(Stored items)
*****

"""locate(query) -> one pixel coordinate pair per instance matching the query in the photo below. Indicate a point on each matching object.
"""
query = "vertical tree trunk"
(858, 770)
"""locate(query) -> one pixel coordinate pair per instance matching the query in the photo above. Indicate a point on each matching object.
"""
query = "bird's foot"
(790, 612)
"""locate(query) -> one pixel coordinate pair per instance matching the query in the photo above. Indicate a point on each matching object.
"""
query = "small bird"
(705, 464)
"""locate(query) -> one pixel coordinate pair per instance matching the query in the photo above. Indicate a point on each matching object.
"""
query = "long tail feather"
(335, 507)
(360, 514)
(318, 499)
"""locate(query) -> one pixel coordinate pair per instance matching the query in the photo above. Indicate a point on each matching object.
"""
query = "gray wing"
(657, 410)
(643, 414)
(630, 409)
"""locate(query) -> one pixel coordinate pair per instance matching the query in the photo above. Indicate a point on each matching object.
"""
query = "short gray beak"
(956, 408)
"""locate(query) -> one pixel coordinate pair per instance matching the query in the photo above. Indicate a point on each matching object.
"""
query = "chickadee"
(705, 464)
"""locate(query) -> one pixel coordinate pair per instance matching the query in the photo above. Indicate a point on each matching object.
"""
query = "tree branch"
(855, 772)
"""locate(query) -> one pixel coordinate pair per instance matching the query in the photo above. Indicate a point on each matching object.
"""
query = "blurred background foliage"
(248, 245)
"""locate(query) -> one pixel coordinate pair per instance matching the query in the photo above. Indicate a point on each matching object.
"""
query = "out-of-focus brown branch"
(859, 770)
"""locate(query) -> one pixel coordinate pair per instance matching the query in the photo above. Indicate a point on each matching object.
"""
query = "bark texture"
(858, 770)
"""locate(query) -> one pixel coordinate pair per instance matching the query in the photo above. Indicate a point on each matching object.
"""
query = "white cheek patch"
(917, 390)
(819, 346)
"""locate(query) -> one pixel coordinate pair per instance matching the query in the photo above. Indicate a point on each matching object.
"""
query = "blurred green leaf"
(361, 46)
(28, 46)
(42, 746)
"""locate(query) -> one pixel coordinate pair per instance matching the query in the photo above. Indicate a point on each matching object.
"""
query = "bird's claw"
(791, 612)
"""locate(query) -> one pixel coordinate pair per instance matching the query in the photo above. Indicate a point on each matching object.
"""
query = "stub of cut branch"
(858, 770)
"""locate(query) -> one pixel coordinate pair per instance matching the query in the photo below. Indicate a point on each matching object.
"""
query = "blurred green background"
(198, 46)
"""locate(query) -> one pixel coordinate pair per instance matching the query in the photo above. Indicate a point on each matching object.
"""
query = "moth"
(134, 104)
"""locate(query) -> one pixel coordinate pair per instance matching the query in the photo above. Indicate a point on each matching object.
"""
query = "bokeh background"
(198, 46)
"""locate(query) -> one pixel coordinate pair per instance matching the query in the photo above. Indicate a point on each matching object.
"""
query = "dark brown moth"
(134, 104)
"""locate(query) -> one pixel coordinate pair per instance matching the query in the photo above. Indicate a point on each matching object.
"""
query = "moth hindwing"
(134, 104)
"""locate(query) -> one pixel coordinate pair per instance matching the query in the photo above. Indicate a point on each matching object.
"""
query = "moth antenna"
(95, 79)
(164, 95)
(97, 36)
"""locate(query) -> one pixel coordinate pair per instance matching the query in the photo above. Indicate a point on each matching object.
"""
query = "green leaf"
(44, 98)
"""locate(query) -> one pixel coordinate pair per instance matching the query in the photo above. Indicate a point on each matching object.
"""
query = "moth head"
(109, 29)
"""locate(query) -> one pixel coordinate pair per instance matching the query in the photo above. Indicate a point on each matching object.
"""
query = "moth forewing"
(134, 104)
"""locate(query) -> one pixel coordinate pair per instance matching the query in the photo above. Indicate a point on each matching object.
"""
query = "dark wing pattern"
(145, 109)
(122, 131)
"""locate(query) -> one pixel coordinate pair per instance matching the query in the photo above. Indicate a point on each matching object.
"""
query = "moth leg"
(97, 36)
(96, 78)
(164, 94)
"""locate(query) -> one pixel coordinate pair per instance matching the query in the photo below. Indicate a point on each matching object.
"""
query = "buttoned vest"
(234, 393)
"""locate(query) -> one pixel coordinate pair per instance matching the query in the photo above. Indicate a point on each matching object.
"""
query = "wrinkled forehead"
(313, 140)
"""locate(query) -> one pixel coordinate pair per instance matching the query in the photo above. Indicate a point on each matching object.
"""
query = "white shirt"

*****

→ **Exercise description**: Please output every record exactly as it appears.

→ **Exercise answer**:
"""locate(query) -> one pixel coordinate pair per instance matching the query in the photo below. Indicate a point on each matching object.
"""
query = "vertical tree trunk"
(858, 770)
"""locate(query) -> one pixel coordinate pair per instance matching the query in the photo above. Indicate a point on each matching object.
"""
query = "bird's foot"
(790, 612)
"""locate(query) -> one pixel coordinate pair per instance matching the query in the photo above. Indicate a point on each matching object.
"""
query = "small bird"
(705, 464)
"""locate(query) -> one pixel coordinate pair per instance matching the query in the photo above. Indicate a point on each matching object.
"""
query = "long tail feather"
(335, 507)
(360, 514)
(318, 499)
"""locate(query) -> one pixel coordinate pair per instance matching the query in the photo above. Indicate a point on each matching object.
"""
query = "gray wing"
(657, 410)
(643, 414)
(630, 409)
"""locate(query) -> one pixel coordinate pair per instance matching the query in the photo above. Indicate a point on each matching object.
"""
query = "short gray beak"
(956, 408)
"""locate(query) -> one pixel coordinate pair per instance matching the query in the photo above. Indicate a point on each matching object.
"""
query = "chickadee"
(705, 464)
"""locate(query) -> one pixel coordinate pair per instance matching the query in the photo above. Indicate a point on each matching object.
"""
query = "tree branch"
(855, 772)
"""locate(query) -> one pixel coordinate pair per instance matching the query in the photo above. Indicate a point on each matching object.
"""
query = "blurred background foliage"
(248, 245)
"""locate(query) -> one pixel coordinate pair per instance matching the query in the photo above. Indicate a point on each matching object.
"""
query = "out-of-focus brown branch"
(859, 770)
"""locate(query) -> one pixel coordinate pair per instance matching the query in the photo above. Indicate a point on each matching object.
"""
query = "bark texture"
(858, 770)
"""locate(query) -> one pixel coordinate pair per instance matching the query in the photo above. Indicate a point on each matching object.
"""
query = "white cheek patch"
(917, 390)
(819, 346)
"""locate(query) -> one pixel coordinate pair per instance matching the query in the photo above. Indicate a point on each matching object.
"""
query = "blurred green leaf"
(361, 46)
(28, 46)
(42, 746)
"""locate(query) -> one pixel coordinate pair per instance matching the query in the photo above. Indicate a point on each matching object.
"""
query = "bird's claw"
(791, 612)
"""locate(query) -> one pixel coordinate pair per instance matching the query in the photo above. Indicate a point on each matching object.
"""
query = "stub of cut branch"
(858, 770)
"""locate(query) -> one pixel coordinate pair per instance matching the query in the photo below. Indicate a point on each matching object.
"""
query = "blurred green background"
(198, 46)
"""locate(query) -> one pixel coordinate pair per instance matching the query in the photo above. Indicate a point on each matching object.
"""
query = "moth"
(134, 104)
"""locate(query) -> one pixel coordinate pair per instance matching the query in the photo above. Indicate a point on each matching object.
"""
query = "bokeh background"
(198, 46)
"""locate(query) -> one pixel coordinate pair per instance matching the query in the photo above. Indicate a point on each matching object.
"""
query = "dark brown moth"
(134, 104)
"""locate(query) -> one pixel coordinate pair per instance matching the query in the photo above. Indicate a point on each matching object.
"""
query = "moth hindwing"
(134, 104)
"""locate(query) -> one pixel coordinate pair per instance matching the query in the photo above. Indicate a point on each matching object.
"""
query = "moth antenna"
(95, 79)
(164, 95)
(97, 36)
"""locate(query) -> one pixel coordinate pair per instance matching the query in the photo above. Indicate a point on each matching object.
"""
query = "green leaf"
(44, 98)
"""locate(query) -> one pixel coordinate pair per instance matching the query in the photo above. Indicate a point on each matching object.
"""
query = "moth head"
(109, 29)
"""locate(query) -> one pixel coordinate pair per instance matching the query in the photo above. Indicate a point on each matching object.
"""
query = "moth forewing"
(134, 104)
"""locate(query) -> one pixel coordinate pair per instance matching the query in the photo above. Indicate a point on each matching object.
"""
query = "dark wing pattern"
(145, 109)
(122, 131)
"""locate(query) -> one pixel coordinate pair per instance matching the query in the photo above. Indicate a point on each matching object.
"""
query = "moth leg"
(97, 36)
(96, 78)
(164, 94)
"""locate(query) -> one pixel coordinate pair per instance matching the query in the photo below. Indicate a point on each matching object.
"""
query = "buttoned vest"
(234, 393)
"""locate(query) -> one pixel coordinate pair per instance matching the query in the photo above. Indicate a point on each matching object.
"""
query = "wrinkled forehead"
(313, 140)
"""locate(query) -> one pixel coordinate pair per instance matching the query in the photo above. Indicate a point on each matching object.
"""
query = "white shirt"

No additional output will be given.